CONSIGNE
Extrayez des lignes ci-dessous toutes celles qui contiennent le mot « roof », puis recopiez-les sans les modifier.

=== DONNÉES DE TRAVAIL ===

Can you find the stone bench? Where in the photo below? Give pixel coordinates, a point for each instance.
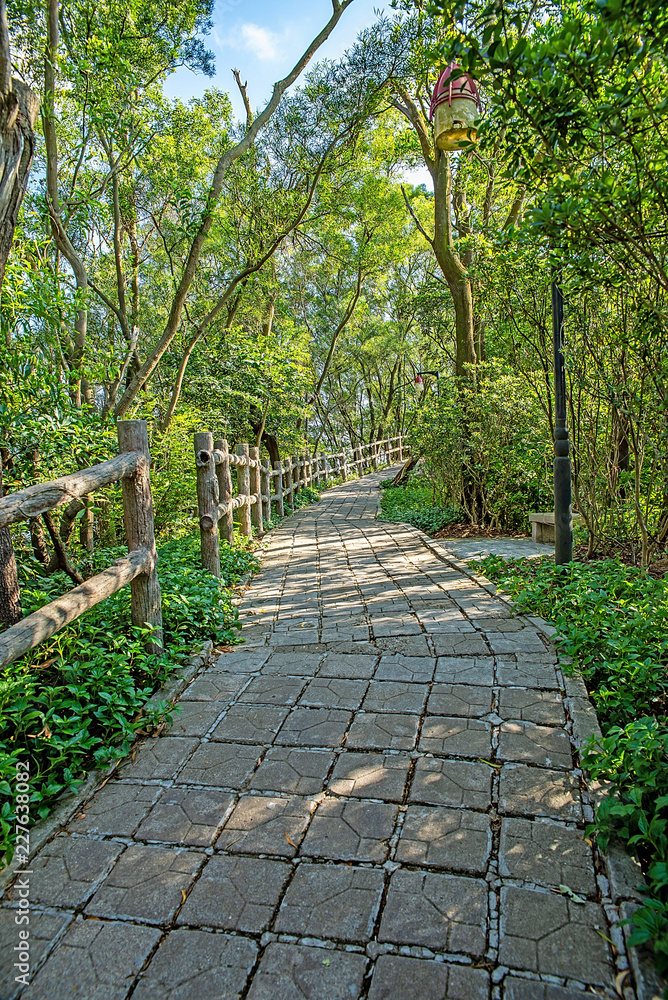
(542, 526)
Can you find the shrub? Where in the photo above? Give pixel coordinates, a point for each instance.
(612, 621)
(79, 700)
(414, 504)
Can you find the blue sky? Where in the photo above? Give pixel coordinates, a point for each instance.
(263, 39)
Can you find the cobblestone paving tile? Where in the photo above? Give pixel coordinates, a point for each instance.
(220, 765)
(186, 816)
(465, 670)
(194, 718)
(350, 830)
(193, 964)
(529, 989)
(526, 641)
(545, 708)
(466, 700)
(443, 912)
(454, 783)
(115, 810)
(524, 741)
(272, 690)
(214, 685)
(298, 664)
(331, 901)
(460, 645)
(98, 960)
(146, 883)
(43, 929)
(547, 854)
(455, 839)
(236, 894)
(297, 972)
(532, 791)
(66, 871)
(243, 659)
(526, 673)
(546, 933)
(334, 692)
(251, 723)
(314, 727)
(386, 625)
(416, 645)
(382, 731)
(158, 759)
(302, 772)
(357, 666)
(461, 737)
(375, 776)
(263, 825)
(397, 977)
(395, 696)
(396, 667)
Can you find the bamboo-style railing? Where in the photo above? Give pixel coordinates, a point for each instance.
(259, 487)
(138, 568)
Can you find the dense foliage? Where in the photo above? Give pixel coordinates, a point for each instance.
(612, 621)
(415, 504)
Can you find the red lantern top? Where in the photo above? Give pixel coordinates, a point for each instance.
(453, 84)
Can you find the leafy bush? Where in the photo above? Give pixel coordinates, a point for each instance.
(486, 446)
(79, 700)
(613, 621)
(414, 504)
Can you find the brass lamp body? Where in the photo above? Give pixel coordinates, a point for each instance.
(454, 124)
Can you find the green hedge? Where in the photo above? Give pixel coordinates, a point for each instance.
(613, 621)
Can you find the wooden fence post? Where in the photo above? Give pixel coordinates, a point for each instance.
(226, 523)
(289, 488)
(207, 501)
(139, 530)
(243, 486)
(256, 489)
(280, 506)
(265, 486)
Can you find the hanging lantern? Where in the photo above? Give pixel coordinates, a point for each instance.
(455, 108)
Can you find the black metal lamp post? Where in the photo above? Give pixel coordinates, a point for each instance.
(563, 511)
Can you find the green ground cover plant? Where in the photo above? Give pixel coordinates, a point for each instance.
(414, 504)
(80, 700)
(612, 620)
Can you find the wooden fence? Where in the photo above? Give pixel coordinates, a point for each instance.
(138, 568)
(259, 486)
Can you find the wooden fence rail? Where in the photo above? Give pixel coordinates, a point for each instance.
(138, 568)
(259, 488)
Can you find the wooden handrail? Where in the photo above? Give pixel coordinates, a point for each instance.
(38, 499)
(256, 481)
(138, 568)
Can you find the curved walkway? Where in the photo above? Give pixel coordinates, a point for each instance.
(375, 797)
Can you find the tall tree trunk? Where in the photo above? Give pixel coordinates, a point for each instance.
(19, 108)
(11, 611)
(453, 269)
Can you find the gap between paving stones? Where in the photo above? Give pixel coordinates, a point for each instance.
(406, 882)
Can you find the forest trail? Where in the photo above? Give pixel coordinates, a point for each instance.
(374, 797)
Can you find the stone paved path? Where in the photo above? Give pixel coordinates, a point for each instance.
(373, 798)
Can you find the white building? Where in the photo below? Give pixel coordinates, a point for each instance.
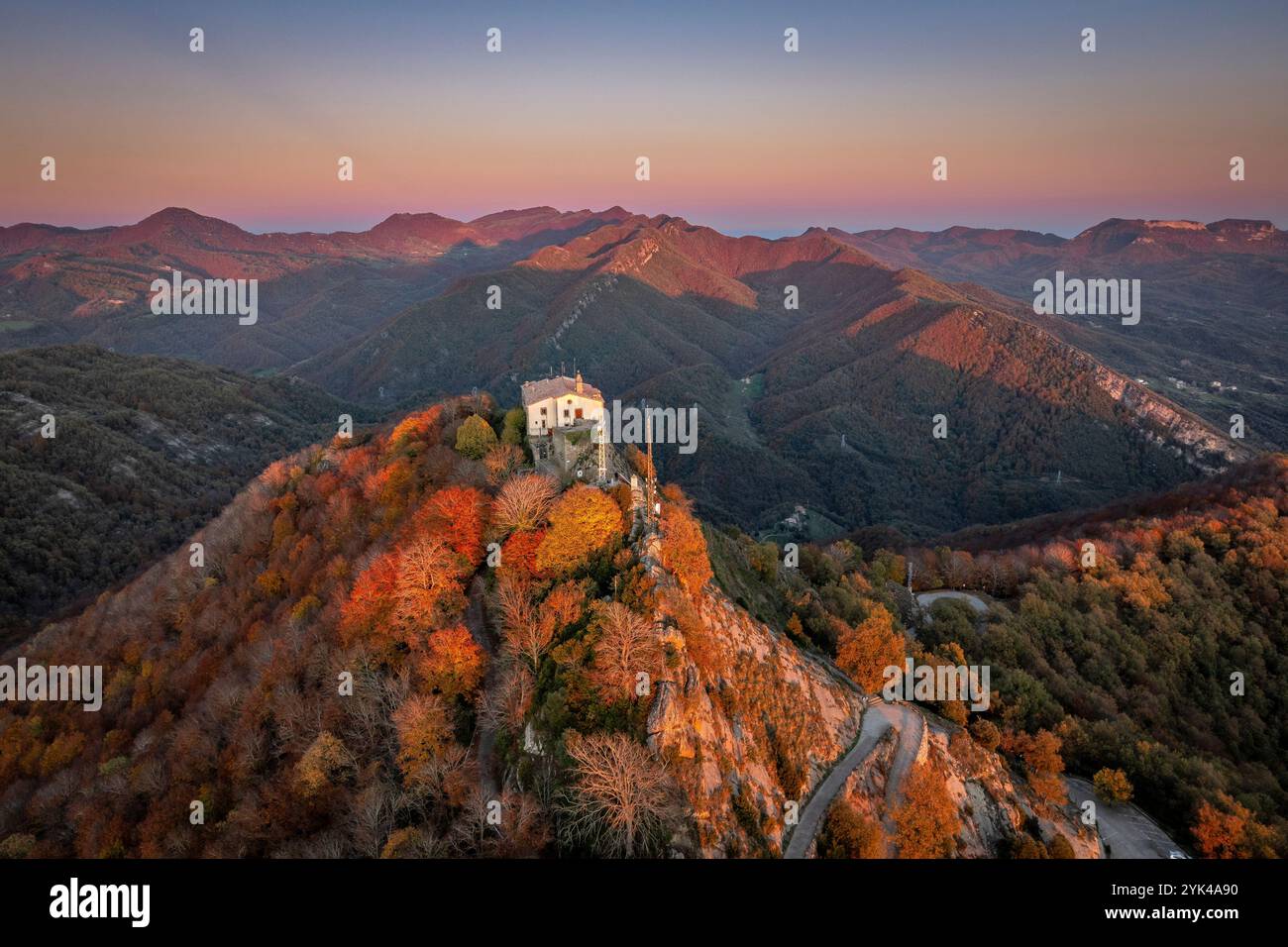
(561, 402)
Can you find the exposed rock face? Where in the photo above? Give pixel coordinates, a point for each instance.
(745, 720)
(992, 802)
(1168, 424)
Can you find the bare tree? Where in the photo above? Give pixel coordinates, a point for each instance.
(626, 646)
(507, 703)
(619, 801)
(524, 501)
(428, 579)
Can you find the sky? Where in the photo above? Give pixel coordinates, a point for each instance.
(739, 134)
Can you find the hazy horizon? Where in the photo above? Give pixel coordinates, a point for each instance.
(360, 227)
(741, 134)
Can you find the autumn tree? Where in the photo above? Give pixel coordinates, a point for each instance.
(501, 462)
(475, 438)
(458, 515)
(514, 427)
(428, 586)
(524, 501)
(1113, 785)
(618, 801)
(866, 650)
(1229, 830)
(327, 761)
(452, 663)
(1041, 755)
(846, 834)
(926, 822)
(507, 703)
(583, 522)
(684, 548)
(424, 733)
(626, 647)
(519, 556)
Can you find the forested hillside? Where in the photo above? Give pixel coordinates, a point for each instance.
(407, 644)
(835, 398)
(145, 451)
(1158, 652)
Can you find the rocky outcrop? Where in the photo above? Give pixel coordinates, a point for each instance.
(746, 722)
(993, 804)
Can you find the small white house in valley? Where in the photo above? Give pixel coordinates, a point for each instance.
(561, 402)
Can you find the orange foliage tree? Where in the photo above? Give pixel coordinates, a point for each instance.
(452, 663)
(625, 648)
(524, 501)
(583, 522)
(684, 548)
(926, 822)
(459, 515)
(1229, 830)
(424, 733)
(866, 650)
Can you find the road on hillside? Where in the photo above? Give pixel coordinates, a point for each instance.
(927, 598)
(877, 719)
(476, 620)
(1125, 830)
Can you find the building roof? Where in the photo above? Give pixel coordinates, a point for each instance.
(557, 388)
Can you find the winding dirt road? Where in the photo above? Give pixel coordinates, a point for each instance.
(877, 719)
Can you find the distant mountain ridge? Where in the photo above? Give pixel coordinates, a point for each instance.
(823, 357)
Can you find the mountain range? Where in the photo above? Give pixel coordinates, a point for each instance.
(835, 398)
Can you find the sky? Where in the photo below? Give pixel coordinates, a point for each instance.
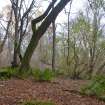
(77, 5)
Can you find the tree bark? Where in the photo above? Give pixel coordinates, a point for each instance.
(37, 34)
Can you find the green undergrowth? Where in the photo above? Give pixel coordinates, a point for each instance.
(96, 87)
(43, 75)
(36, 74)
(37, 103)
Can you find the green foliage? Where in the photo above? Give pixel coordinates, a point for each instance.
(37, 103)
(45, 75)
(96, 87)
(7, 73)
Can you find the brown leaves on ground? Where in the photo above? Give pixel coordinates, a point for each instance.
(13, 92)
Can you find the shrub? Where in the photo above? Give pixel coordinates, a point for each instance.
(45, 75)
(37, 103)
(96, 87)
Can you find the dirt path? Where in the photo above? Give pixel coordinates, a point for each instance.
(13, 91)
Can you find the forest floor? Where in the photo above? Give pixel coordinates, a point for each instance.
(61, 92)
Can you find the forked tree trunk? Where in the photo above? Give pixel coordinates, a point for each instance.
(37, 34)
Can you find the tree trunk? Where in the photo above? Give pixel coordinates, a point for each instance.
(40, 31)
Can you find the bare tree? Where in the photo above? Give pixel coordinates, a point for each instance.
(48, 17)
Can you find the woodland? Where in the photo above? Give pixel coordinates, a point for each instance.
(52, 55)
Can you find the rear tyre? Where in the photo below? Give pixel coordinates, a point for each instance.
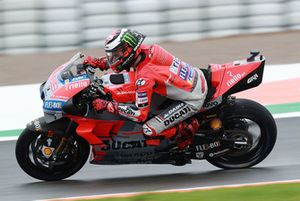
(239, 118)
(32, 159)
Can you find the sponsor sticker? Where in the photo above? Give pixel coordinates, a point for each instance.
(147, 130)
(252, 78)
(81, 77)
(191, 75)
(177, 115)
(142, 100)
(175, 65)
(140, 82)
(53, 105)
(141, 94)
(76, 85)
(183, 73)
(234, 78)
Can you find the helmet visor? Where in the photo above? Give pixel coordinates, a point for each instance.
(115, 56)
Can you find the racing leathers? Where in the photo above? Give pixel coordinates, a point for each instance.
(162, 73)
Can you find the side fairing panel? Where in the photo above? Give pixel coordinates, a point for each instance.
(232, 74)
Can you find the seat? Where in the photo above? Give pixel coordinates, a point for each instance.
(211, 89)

===
=== DONNÉES DE TRAVAIL ===

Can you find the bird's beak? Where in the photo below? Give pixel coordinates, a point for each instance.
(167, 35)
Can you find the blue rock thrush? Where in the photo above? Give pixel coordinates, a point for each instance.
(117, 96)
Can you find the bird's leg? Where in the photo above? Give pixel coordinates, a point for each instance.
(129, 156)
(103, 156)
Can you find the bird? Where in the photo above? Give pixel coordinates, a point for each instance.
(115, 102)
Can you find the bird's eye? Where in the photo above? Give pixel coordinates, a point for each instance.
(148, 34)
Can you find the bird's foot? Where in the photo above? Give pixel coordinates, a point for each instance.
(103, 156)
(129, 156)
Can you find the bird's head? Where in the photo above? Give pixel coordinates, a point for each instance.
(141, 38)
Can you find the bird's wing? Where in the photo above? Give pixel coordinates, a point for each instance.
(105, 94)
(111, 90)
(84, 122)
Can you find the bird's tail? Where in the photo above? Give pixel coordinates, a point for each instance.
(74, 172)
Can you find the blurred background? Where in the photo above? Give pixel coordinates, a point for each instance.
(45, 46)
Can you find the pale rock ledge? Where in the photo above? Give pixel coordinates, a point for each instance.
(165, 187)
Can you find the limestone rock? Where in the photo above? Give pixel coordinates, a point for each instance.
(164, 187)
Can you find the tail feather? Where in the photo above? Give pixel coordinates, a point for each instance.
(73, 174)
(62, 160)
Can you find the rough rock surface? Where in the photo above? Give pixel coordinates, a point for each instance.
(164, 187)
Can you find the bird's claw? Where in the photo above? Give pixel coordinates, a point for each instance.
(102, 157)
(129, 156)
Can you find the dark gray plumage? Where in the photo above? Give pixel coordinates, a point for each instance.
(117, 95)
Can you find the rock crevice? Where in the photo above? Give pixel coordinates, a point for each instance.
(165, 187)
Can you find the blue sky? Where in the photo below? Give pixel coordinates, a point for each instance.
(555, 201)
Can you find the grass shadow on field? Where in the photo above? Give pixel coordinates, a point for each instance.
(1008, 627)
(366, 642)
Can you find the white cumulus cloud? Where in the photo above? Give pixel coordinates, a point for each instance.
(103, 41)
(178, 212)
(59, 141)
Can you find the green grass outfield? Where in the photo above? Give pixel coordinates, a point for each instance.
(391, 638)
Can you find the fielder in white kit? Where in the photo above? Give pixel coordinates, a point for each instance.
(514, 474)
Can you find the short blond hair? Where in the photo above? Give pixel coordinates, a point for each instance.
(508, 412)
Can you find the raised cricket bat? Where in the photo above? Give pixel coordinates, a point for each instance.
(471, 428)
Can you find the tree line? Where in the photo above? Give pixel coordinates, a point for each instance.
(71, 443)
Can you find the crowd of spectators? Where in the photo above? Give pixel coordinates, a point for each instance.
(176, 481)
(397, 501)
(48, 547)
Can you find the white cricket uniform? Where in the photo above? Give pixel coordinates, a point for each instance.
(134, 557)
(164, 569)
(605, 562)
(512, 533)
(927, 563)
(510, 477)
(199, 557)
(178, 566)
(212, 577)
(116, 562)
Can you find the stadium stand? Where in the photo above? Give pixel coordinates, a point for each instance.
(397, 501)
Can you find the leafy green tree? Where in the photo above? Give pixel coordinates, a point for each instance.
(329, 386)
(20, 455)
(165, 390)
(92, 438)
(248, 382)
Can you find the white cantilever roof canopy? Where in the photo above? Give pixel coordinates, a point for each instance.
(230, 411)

===

RÉPONSE
Can you find the building roof? Where in the photo above? Give pixel coordinates, a point for each instance.
Can you find the white cantilever roof canopy? Where in the photo above? Give pixel coordinates, a point for each instance.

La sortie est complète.